_Text block:_
----------
While living in Toronto from 2008 through 2015, I got superficially involved in an activist movement bent on exposing and criticizing the environmental damage and human rights abuses caused by Canadian mining companies abroad – particularly in the global South. I got more seriously involved with volunteering at a mental health hospital, where for five and a half years I co-facilitated a creative writing group for inpatients (some of them long-term), outpatients, and community members – often homeless – who were just looking for a diversion on a Wednesday night.
Every week we would gather, offer a topic or writing prompt, and see what people wrote. We tried to keep the environment as open and non-hierarchical as possible, breaking down distinctions between patients, volunteers, and one patient who eventually became a volunteer! We held readings and parties in the library, inviting outsiders to come in. For one year we ran a blog with writing from the group. For eight years we shared laughter, tears, struggles and joys through our stories; we discussed religion, politics, illness, life, death and love.
Over the years, many people said they appreciated the community that was formed. Sometimes, people who hadn’t picked up a pen in years – after an initial wariness and question of “You’re not going to check our spelling, right?” would write something beautiful, experiencing the joy that comes with telling a story. Some people with severe diagnoses who’d been in the hospital for years looked forward to the group as a change of pace in a monotonous day, a chance to unwind, laugh, and enjoy the company of others.
----------
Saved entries
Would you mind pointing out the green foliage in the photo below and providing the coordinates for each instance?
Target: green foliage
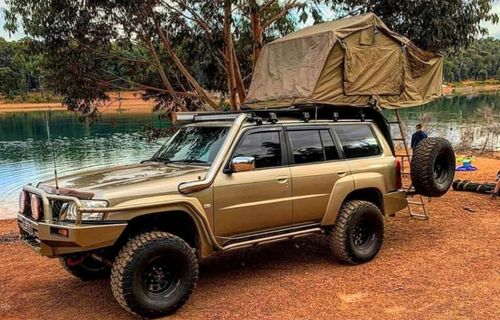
(20, 67)
(479, 61)
(85, 48)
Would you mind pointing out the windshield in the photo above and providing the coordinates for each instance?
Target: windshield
(193, 145)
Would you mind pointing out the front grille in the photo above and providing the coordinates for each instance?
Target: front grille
(57, 207)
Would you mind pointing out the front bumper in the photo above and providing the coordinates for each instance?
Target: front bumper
(47, 240)
(394, 202)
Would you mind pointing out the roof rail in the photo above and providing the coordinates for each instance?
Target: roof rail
(304, 112)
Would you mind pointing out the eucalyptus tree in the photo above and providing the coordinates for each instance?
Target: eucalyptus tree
(180, 51)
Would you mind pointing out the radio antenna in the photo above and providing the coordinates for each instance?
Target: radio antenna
(47, 123)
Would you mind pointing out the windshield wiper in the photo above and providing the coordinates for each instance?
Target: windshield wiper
(156, 159)
(187, 161)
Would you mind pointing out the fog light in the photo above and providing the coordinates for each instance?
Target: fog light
(60, 231)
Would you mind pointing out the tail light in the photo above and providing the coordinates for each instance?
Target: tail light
(35, 207)
(23, 201)
(399, 179)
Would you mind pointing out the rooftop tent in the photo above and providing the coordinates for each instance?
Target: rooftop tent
(351, 61)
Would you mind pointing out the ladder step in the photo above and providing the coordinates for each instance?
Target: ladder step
(419, 216)
(416, 203)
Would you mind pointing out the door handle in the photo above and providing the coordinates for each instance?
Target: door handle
(341, 173)
(282, 179)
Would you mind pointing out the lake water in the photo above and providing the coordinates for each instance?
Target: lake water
(25, 155)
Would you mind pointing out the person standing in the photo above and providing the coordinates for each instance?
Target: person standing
(496, 192)
(418, 136)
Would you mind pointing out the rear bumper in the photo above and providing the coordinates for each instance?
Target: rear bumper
(46, 238)
(394, 202)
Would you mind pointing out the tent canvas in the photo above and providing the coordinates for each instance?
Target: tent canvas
(352, 61)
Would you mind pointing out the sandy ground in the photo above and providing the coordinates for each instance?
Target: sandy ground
(444, 268)
(128, 101)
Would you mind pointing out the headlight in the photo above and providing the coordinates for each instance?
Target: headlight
(70, 213)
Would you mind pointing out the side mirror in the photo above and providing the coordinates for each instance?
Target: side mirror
(240, 164)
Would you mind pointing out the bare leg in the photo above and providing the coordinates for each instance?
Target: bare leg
(495, 192)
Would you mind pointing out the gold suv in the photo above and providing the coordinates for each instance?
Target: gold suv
(227, 181)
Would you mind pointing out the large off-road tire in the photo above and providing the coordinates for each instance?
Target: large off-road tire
(154, 274)
(433, 167)
(85, 267)
(358, 233)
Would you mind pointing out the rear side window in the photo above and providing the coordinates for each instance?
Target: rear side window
(357, 140)
(263, 146)
(312, 146)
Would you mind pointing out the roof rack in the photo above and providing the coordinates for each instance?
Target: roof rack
(302, 112)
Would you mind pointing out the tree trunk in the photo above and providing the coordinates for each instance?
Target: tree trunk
(168, 47)
(163, 75)
(240, 86)
(229, 56)
(257, 31)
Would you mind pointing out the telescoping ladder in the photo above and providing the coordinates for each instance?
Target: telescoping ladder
(416, 201)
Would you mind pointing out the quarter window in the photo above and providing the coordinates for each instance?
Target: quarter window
(312, 146)
(357, 140)
(265, 147)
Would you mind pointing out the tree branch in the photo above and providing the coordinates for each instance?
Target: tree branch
(287, 7)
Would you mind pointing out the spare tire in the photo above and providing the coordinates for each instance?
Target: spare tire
(433, 167)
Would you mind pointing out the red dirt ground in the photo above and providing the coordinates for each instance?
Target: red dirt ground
(444, 268)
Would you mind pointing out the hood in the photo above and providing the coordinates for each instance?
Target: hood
(127, 181)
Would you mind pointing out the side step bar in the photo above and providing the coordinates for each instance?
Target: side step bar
(270, 239)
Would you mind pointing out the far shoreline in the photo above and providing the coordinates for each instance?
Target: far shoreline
(127, 101)
(131, 101)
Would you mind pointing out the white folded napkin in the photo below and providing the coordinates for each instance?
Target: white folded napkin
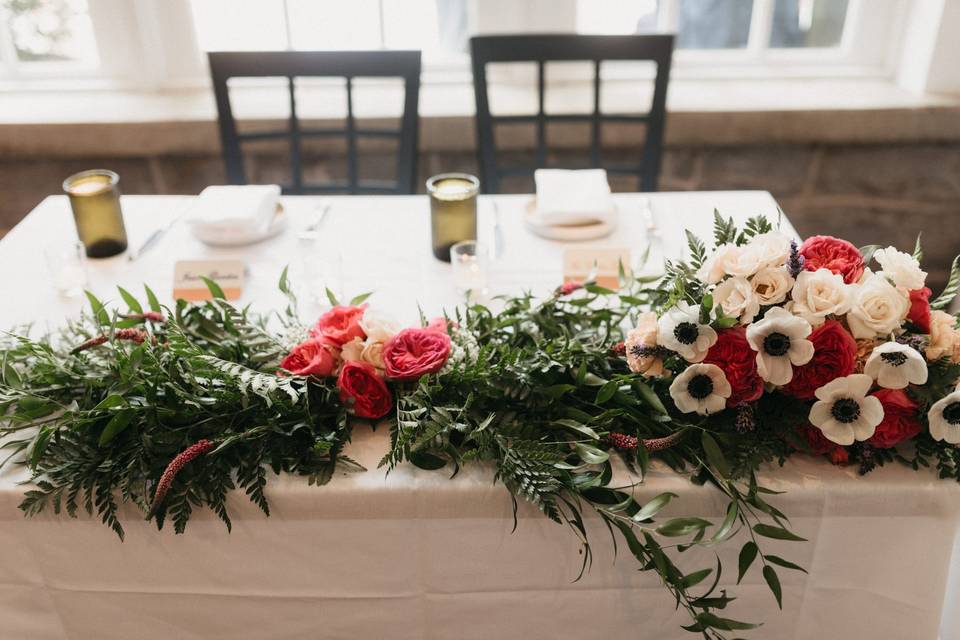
(225, 211)
(572, 197)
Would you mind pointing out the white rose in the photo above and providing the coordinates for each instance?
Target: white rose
(379, 328)
(818, 294)
(719, 264)
(737, 299)
(772, 284)
(901, 267)
(373, 353)
(769, 249)
(877, 309)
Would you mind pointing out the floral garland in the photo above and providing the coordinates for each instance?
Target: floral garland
(172, 410)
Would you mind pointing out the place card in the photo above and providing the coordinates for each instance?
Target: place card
(601, 263)
(188, 278)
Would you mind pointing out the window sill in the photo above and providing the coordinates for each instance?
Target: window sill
(701, 112)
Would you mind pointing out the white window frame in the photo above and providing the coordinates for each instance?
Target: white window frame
(151, 45)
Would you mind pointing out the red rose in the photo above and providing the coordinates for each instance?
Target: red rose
(919, 313)
(839, 256)
(315, 357)
(819, 445)
(834, 356)
(733, 354)
(900, 420)
(340, 324)
(415, 352)
(361, 387)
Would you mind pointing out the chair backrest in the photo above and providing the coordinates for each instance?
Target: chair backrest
(338, 64)
(560, 47)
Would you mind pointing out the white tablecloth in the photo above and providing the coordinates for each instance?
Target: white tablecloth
(414, 554)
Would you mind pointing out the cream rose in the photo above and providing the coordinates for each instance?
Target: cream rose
(818, 294)
(639, 339)
(722, 263)
(877, 308)
(379, 328)
(352, 350)
(771, 285)
(769, 249)
(944, 337)
(737, 299)
(901, 267)
(373, 353)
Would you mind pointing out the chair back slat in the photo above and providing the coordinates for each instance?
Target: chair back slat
(330, 64)
(556, 48)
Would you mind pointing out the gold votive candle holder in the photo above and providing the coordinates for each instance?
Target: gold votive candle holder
(95, 200)
(453, 211)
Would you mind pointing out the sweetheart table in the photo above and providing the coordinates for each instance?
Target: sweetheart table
(414, 554)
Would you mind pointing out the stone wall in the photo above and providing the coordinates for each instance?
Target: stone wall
(878, 193)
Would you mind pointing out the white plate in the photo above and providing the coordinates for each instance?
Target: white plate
(567, 233)
(240, 236)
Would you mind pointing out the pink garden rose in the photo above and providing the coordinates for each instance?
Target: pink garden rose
(340, 324)
(415, 352)
(362, 389)
(315, 357)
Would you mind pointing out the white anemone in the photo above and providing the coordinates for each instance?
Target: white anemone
(844, 412)
(679, 330)
(894, 366)
(780, 340)
(702, 388)
(944, 418)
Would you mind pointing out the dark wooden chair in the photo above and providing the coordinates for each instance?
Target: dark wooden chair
(348, 65)
(596, 49)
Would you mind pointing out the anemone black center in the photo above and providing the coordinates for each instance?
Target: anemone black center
(700, 386)
(686, 332)
(846, 410)
(951, 413)
(776, 344)
(894, 359)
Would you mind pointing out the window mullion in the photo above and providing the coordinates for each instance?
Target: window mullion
(668, 16)
(761, 24)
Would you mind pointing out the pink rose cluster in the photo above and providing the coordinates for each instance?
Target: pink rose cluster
(364, 352)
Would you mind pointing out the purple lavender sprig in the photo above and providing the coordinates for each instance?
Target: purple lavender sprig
(795, 262)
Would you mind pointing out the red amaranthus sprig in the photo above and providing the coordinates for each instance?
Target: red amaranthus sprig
(136, 336)
(149, 316)
(176, 465)
(629, 443)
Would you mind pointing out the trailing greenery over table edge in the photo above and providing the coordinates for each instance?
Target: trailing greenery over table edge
(539, 389)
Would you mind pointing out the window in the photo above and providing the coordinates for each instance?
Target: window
(46, 36)
(154, 44)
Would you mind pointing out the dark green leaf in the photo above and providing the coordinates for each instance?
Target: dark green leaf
(714, 455)
(152, 301)
(118, 423)
(360, 299)
(786, 564)
(771, 531)
(427, 461)
(606, 391)
(682, 526)
(748, 553)
(132, 303)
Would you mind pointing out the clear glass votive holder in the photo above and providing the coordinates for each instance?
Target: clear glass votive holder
(95, 200)
(453, 211)
(471, 263)
(67, 265)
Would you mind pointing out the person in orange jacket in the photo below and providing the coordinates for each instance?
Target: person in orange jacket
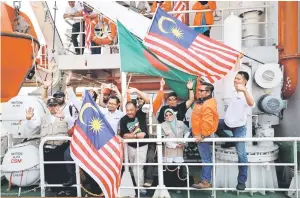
(204, 18)
(165, 5)
(204, 120)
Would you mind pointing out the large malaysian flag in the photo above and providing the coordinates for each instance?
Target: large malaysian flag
(183, 48)
(96, 149)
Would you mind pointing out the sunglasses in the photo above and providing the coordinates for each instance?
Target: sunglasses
(202, 90)
(172, 99)
(52, 105)
(169, 115)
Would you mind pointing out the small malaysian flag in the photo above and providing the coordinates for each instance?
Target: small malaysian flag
(96, 149)
(179, 6)
(87, 29)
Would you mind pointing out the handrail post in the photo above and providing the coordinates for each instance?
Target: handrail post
(78, 183)
(296, 166)
(214, 168)
(160, 192)
(42, 168)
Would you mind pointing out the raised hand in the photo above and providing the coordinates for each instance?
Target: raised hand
(190, 84)
(162, 83)
(47, 83)
(68, 79)
(240, 88)
(29, 113)
(132, 90)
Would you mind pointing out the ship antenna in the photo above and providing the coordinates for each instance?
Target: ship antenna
(55, 8)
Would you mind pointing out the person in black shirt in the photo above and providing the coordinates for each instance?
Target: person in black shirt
(133, 125)
(172, 102)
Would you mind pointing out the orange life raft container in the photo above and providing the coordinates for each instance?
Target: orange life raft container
(19, 47)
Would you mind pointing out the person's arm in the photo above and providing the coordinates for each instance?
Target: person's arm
(212, 5)
(153, 8)
(147, 6)
(140, 93)
(32, 124)
(208, 124)
(93, 15)
(191, 99)
(119, 95)
(46, 85)
(66, 15)
(168, 6)
(71, 94)
(100, 101)
(249, 99)
(158, 101)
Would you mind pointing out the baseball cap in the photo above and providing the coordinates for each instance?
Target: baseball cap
(172, 94)
(59, 94)
(52, 102)
(106, 91)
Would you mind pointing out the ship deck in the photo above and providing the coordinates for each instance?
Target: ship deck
(194, 194)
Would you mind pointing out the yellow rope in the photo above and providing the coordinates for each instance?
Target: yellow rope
(90, 193)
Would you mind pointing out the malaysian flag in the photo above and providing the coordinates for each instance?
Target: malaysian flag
(87, 29)
(96, 149)
(183, 48)
(179, 6)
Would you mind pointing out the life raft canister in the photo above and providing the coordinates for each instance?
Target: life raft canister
(105, 40)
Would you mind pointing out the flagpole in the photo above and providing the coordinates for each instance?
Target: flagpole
(152, 20)
(253, 59)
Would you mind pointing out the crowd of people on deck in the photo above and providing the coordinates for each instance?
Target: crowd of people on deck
(131, 123)
(77, 9)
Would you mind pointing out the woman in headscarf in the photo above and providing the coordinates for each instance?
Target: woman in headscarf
(173, 151)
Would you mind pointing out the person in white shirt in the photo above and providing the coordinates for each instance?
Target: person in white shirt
(92, 14)
(54, 123)
(235, 120)
(76, 10)
(60, 97)
(142, 6)
(112, 114)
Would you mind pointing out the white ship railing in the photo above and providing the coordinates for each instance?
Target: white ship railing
(267, 23)
(160, 164)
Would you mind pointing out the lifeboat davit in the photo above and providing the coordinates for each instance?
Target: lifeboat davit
(19, 47)
(288, 45)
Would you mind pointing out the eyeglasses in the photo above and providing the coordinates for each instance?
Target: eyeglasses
(172, 99)
(168, 115)
(52, 105)
(202, 90)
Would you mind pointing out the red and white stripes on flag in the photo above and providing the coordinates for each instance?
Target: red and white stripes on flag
(179, 6)
(103, 165)
(205, 57)
(87, 30)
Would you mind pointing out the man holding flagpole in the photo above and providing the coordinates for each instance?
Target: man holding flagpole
(96, 148)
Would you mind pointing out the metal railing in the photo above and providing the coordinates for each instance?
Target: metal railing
(160, 164)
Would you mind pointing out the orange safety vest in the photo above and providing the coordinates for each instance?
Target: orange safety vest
(209, 17)
(166, 6)
(205, 118)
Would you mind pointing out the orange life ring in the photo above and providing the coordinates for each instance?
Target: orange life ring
(108, 39)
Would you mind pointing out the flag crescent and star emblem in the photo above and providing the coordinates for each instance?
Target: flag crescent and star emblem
(85, 106)
(160, 23)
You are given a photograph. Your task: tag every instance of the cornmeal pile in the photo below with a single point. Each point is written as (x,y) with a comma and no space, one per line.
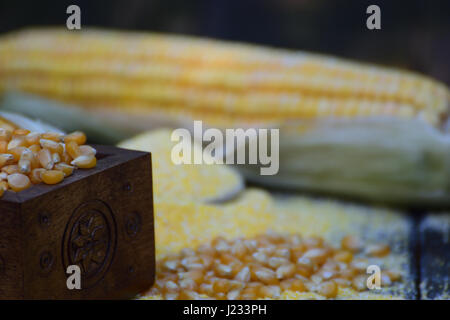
(263,246)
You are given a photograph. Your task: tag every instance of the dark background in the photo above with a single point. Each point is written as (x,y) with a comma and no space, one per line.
(414,35)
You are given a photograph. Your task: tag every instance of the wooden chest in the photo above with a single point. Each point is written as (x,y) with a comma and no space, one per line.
(100,220)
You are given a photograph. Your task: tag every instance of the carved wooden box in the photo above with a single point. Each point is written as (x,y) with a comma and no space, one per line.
(99,219)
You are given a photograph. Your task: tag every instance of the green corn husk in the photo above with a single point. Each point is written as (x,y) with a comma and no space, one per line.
(382,160)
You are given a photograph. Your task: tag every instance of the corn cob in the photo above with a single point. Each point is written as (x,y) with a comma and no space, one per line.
(135,81)
(225,84)
(184,228)
(184,182)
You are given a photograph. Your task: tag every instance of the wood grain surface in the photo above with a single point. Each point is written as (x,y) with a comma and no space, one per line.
(99,219)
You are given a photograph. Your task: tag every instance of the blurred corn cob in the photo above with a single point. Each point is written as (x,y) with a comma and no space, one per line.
(184,183)
(136,81)
(225,84)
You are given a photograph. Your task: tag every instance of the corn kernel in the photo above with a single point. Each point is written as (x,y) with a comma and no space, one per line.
(45,159)
(64,167)
(18,182)
(78,137)
(84,162)
(52,176)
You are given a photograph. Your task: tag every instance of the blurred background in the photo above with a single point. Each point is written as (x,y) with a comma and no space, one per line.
(415,34)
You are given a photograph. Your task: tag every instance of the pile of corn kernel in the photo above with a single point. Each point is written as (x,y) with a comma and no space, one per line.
(28,158)
(264,266)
----------
_Exercise goal:_
For each statement below, say yes or no according to the text about the hospital writing group, and quote the words of the text that decide it. (a) The writer lived in Toronto from 2008 through 2015. (b) The group ran a blog with writing from its members for three years. (c) Readings and parties were held in the library.

_Answer to this task:_
(a) Yes: "While living in Toronto from 2008 through 2015"
(b) No: "For one year we ran a blog with writing from the group."
(c) Yes: "We held readings and parties in the library, inviting outsiders to come in."